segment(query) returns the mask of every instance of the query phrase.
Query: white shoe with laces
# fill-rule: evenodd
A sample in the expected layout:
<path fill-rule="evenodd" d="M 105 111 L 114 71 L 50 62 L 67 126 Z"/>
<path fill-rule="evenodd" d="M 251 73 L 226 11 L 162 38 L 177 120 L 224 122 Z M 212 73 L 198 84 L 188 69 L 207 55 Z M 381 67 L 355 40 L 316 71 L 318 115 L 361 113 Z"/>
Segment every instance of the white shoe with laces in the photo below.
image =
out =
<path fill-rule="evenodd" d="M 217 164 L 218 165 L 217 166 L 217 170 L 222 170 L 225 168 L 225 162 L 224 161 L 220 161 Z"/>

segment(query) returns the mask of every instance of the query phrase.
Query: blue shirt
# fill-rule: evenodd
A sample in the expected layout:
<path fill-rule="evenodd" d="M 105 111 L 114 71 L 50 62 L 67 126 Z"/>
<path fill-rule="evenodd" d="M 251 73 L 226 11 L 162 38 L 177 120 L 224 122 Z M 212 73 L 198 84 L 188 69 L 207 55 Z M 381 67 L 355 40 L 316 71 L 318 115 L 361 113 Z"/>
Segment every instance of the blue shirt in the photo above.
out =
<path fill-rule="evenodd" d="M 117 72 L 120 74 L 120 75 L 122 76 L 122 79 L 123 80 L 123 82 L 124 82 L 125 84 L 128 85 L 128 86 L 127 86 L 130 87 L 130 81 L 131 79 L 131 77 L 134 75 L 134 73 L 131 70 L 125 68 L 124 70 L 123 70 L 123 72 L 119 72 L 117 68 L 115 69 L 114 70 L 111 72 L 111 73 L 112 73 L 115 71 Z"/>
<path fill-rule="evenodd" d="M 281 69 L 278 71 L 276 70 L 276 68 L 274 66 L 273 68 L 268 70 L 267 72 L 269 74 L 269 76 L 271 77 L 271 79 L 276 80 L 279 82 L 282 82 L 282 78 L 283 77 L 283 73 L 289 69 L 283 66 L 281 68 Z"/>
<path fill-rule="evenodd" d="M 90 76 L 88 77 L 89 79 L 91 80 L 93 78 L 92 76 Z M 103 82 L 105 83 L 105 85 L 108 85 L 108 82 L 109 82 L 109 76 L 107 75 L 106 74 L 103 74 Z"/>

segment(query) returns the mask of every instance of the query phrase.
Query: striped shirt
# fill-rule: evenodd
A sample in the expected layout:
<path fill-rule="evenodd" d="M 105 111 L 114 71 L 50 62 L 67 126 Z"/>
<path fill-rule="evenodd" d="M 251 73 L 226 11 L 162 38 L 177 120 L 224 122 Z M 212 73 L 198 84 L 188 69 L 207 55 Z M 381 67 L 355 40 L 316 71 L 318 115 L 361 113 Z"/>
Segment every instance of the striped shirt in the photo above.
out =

• _WORK REQUIRED_:
Count the lines in the rows above that contain the string "shoe", treating uppercase and lowercase letters as different, and reply with the number alone.

• _COMPLETE OUTPUT_:
2